> _Data shown_:
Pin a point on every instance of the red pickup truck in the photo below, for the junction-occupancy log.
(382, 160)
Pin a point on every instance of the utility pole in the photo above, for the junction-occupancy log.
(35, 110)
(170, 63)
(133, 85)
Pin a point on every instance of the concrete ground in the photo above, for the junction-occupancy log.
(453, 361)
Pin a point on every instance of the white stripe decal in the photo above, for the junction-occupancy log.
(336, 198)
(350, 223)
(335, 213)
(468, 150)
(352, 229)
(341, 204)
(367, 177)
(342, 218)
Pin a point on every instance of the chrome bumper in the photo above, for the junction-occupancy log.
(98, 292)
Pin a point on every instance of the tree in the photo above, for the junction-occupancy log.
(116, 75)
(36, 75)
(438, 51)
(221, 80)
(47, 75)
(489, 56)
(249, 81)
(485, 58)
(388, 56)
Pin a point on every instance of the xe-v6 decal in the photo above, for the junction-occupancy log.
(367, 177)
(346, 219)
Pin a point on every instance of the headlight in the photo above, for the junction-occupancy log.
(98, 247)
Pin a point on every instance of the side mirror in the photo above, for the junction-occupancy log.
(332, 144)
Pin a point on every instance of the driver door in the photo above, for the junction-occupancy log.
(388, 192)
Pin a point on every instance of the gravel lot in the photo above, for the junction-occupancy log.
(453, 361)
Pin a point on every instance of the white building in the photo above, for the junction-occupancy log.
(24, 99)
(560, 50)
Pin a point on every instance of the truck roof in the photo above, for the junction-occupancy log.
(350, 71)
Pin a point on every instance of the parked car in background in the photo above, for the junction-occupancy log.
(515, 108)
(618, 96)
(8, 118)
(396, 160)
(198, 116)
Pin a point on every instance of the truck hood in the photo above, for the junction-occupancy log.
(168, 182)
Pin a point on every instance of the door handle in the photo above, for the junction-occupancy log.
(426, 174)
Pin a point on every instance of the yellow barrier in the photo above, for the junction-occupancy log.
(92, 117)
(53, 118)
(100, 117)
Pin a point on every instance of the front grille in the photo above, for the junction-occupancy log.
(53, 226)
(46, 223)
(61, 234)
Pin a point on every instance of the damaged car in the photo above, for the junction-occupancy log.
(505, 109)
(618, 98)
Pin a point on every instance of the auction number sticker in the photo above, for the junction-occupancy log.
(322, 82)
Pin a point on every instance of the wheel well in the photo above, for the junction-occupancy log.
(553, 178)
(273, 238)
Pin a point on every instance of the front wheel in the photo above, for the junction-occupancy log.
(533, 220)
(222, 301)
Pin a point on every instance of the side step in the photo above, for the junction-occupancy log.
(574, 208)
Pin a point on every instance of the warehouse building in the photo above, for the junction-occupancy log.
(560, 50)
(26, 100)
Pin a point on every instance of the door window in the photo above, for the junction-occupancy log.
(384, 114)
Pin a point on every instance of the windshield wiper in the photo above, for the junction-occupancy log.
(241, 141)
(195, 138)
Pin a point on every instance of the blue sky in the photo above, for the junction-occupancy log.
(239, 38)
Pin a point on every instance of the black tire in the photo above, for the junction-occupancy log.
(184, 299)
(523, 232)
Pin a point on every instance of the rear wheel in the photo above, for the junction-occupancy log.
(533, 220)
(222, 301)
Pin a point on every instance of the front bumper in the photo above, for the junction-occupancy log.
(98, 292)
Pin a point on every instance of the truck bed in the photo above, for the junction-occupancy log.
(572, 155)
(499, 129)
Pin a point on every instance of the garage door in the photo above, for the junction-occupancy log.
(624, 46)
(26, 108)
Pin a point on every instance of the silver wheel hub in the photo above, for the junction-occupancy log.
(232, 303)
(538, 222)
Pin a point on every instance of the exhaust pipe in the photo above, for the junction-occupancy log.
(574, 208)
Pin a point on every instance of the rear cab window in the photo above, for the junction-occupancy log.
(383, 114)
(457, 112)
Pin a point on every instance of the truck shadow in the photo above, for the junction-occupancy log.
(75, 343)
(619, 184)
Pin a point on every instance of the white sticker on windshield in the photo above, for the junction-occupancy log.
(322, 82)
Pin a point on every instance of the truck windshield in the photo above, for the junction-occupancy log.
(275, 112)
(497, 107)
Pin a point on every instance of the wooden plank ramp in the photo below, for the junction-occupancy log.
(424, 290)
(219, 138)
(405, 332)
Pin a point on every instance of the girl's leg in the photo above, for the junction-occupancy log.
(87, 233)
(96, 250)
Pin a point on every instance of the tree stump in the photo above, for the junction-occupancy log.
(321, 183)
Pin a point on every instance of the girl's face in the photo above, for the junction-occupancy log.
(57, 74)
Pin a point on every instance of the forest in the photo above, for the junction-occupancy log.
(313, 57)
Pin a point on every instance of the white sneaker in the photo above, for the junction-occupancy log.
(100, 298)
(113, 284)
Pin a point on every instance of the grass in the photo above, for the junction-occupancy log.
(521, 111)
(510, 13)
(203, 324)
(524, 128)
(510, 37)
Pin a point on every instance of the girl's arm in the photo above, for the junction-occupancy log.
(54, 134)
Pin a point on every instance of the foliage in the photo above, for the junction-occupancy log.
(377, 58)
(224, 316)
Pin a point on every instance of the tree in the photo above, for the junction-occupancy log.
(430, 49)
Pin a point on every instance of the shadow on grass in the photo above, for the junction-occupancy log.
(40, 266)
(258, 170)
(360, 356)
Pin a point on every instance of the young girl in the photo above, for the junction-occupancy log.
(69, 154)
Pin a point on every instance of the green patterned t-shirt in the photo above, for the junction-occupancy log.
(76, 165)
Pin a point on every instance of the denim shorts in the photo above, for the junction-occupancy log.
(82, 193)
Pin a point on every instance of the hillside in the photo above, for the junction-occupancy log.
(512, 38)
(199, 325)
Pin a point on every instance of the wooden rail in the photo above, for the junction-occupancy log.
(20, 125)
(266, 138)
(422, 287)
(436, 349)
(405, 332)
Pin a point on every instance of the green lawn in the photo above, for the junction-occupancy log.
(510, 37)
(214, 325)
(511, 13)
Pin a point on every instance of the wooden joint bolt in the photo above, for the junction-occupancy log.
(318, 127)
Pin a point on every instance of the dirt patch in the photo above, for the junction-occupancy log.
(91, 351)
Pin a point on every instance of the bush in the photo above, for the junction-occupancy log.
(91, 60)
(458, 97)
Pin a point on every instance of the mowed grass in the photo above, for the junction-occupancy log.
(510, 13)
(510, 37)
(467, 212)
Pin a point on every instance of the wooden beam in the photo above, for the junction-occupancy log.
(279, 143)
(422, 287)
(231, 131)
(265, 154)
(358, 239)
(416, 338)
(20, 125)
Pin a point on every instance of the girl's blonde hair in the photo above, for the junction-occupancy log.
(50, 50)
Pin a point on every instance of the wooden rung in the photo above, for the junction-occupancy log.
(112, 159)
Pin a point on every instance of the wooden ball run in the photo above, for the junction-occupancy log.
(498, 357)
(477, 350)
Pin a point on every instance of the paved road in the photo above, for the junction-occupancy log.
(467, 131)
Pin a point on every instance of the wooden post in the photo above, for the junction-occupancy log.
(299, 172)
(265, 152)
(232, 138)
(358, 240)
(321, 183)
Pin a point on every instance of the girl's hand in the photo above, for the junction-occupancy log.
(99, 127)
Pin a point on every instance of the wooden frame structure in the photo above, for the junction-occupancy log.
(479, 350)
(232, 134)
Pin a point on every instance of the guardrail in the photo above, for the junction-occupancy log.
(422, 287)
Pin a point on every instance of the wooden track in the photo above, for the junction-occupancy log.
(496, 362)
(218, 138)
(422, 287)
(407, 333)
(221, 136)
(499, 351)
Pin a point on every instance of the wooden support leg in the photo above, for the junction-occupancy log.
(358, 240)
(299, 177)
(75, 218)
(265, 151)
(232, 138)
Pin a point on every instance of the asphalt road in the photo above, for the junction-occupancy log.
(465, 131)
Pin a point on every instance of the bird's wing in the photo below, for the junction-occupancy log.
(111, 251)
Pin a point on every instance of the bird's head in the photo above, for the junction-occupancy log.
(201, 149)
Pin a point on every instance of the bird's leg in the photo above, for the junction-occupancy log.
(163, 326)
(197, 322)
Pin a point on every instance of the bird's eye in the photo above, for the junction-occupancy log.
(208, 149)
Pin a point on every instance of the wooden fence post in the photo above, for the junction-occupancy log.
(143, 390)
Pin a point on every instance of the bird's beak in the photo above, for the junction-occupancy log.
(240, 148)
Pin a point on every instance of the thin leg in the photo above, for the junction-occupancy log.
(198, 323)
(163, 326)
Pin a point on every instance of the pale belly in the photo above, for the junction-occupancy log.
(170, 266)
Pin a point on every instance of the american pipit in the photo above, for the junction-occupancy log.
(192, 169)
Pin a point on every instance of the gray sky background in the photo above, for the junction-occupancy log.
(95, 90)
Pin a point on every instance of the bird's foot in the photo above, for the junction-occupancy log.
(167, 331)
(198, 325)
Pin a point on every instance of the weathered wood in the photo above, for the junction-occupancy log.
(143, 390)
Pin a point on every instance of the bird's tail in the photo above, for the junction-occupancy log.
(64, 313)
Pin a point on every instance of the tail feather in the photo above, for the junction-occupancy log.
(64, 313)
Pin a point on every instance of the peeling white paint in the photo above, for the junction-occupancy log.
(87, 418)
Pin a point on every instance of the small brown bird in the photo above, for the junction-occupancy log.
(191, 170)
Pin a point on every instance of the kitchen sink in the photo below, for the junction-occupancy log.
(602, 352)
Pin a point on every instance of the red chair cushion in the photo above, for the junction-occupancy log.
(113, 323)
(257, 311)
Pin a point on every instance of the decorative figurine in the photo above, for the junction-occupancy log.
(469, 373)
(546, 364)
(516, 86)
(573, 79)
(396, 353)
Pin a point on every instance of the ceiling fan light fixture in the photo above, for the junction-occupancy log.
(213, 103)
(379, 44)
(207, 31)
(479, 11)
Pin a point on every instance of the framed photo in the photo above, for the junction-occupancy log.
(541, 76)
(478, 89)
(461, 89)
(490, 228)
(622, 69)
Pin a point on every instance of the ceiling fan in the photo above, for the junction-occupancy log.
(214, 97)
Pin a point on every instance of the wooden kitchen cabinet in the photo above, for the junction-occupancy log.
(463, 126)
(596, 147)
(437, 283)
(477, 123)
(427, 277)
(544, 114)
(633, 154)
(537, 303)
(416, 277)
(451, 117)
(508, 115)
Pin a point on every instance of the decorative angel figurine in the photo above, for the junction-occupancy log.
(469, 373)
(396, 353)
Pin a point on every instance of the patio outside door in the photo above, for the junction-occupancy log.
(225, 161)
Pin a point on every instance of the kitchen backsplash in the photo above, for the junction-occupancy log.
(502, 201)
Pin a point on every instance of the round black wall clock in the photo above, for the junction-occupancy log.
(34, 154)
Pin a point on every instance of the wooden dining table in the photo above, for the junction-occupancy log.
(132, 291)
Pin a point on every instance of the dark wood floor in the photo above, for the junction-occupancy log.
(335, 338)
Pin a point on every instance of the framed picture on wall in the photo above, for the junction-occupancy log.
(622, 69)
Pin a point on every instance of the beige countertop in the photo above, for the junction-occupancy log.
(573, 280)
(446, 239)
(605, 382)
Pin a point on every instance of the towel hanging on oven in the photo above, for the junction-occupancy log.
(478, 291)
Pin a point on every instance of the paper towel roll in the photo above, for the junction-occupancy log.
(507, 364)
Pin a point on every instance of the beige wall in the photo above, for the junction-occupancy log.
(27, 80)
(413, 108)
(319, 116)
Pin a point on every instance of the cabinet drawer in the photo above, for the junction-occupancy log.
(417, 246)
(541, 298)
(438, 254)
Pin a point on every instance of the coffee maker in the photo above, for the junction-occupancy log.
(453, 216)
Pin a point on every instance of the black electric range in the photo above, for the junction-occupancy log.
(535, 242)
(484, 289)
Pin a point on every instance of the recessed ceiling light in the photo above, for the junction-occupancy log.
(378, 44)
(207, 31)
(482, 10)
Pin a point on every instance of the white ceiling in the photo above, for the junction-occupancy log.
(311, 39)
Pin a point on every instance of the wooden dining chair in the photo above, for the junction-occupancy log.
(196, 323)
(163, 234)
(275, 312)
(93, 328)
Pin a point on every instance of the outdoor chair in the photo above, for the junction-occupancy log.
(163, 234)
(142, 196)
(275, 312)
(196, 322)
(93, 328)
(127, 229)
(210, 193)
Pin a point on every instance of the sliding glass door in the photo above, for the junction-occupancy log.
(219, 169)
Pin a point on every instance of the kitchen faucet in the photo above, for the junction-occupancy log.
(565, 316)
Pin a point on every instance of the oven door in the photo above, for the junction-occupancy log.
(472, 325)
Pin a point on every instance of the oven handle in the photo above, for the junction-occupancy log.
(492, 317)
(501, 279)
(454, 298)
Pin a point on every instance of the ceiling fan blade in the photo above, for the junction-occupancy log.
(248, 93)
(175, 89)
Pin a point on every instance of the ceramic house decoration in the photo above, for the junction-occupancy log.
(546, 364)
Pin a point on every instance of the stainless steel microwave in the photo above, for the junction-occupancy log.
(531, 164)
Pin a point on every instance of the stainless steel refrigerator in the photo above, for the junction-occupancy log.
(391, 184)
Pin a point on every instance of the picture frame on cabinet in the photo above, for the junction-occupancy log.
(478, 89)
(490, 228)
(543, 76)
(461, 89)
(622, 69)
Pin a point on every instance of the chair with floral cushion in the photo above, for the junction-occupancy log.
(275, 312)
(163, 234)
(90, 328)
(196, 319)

> _Set problem_:
Begin with the line containing "Pin a point on every instance of the cabinet" and repeat each line exactly until the records above end.

> _Response to the task_:
Pin a point on every instance of the cabinet drawer in the photo above, for the junction-occupancy log.
(417, 246)
(541, 298)
(438, 254)
Pin a point on every instance of the coffee maker in the photo above, for the junction-occupancy log.
(453, 216)
Pin a point on every instance of the black electric range in the photo above, for the junction-occupancy log.
(535, 242)
(484, 289)
Pin a point on every instance of the recessed ceiling light in the photo above, for the junction-occupancy log.
(378, 44)
(207, 31)
(482, 10)
Pin a point on every instance of the white ceiling in the photo above, for the junction-occupancy log.
(311, 39)
Pin a point on every instance of the wooden dining chair in the photo above, for the junction-occupancy log.
(196, 323)
(163, 234)
(275, 312)
(93, 328)
Pin a point on every instance of the outdoor chair in the photo above, for the junction-occupancy log.
(163, 234)
(142, 196)
(275, 312)
(196, 322)
(93, 328)
(127, 229)
(210, 193)
Pin a point on every instance of the sliding glass door in the photo above, for the junction-occupancy log.
(219, 169)
Pin a point on every instance of the kitchen faucet in the photo above, for the junction-occupancy log.
(565, 316)
Pin a point on every instance of the oven door in the photo above, for the junction-occupancy log.
(472, 325)
Pin a point on every instance of the oven handle in the photo above, for the junction-occupancy log.
(492, 317)
(501, 279)
(454, 298)
Pin a point on every instance of the ceiling fan blade in the photo above, for the junction-occupancy log.
(248, 93)
(175, 89)
Pin a point on every instance of the ceramic house decoration in the photo above, for the junction-occupancy log.
(546, 364)
Pin a point on every instance of the stainless steel microwave in the photo above, for the junction-occupancy log.
(531, 164)
Pin a point on every instance of the stainless steel refrigerator in the photo above, for the junction-occupancy log.
(391, 184)
Pin a point on every instance of the picture frame on cabinet in the photo above, for the junction-occupancy log.
(478, 89)
(490, 228)
(543, 76)
(461, 89)
(622, 69)
Pin a point on every instance of the chair with floral cushion in the photo above, for the junction-occupancy log.
(275, 312)
(163, 234)
(90, 328)
(196, 319)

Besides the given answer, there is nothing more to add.